== REQUIREMENTS ==
Repeat each of the lines below word for word.
• • •
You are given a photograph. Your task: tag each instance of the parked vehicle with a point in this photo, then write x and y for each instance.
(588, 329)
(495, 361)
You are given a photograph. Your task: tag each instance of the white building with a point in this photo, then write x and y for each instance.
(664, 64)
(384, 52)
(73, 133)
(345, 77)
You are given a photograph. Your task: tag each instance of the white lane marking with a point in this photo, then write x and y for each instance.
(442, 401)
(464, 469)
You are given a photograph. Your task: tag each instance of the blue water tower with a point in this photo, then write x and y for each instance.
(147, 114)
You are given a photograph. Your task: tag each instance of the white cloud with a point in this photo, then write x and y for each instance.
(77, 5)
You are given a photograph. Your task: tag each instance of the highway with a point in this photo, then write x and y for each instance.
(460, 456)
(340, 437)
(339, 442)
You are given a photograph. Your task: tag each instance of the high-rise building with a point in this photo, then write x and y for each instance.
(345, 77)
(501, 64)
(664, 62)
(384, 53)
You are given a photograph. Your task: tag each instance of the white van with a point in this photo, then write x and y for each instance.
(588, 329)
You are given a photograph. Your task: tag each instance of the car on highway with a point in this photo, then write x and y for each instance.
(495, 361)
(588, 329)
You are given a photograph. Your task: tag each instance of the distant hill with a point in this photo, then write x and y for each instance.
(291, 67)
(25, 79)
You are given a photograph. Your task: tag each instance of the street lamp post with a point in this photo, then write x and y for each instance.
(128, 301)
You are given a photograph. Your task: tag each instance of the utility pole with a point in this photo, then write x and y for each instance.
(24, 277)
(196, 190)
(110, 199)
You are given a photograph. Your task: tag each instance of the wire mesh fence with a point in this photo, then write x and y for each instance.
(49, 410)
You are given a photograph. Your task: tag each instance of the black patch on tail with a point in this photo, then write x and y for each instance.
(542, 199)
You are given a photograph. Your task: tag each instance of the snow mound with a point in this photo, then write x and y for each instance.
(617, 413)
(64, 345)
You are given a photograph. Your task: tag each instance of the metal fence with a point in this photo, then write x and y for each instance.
• • •
== RESULT OF THE TASK ==
You are given a photograph. Your task: tag each instance of the parked vehicle with a point in this photo, then write x and y for each instance.
(588, 329)
(495, 361)
You are given a photograph. Your task: tag each instance of the white building with a point in this photo, then write x and y for each instance.
(664, 64)
(384, 52)
(73, 133)
(345, 77)
You are given a photograph. Your task: tag each instance of the white lane marking with a point in this photo, then write x and y for each instance.
(442, 401)
(464, 469)
You are given a photograph. Your task: tag each instance of the blue water tower with a point in this photo, then write x and y for each instance.
(147, 114)
You are given a photograph. Your task: tag each instance of the white cloud with a point in this photo, then write x and y for each instance.
(77, 5)
You are given a photograph. Your task: tag each instance of the highway with a point in this photo, then write x and y for each instance.
(460, 456)
(340, 437)
(339, 442)
You are given a photograph. Your task: tag each instance of the high-rise building with a point in this photo, then write x and y for each instance.
(345, 77)
(501, 64)
(664, 62)
(384, 53)
You are given a photograph. Your task: tag each instance of the white van with a point in this photo, then write x and y for each instance.
(588, 329)
You are given a photograph. Your task: tag each instance of the car on highway with a point in this photo, then write x and y for each instance.
(495, 361)
(588, 329)
You are given a photograph. Your task: tag each instance of the distant hill with a point in this photo, then write x and y for each instance.
(291, 67)
(25, 79)
You are given a photograph. Your task: tag each instance of the street lamp post with a point in this photo, then write x and y for each instance.
(128, 301)
You are given a photograph. Your task: tag each instance of the utility pole with a point in this photo, then write x and y for each instance.
(24, 277)
(196, 190)
(110, 199)
You are given a photograph. Your task: tag each instance of the wire mesh fence with a point in this photo, then write x and y for each instance.
(49, 410)
You are given a photograph. Your task: tag each instance of the black patch on tail with a point in this photo, then write x and y for each instance.
(542, 199)
You are given a photograph. Your task: tag each instance of the snow mound with a point in this photo, then write x and y for each instance.
(617, 413)
(64, 345)
You are given a photograph. Your task: tag each instance of the metal fence with a point in this photo, then write x and y for each instance.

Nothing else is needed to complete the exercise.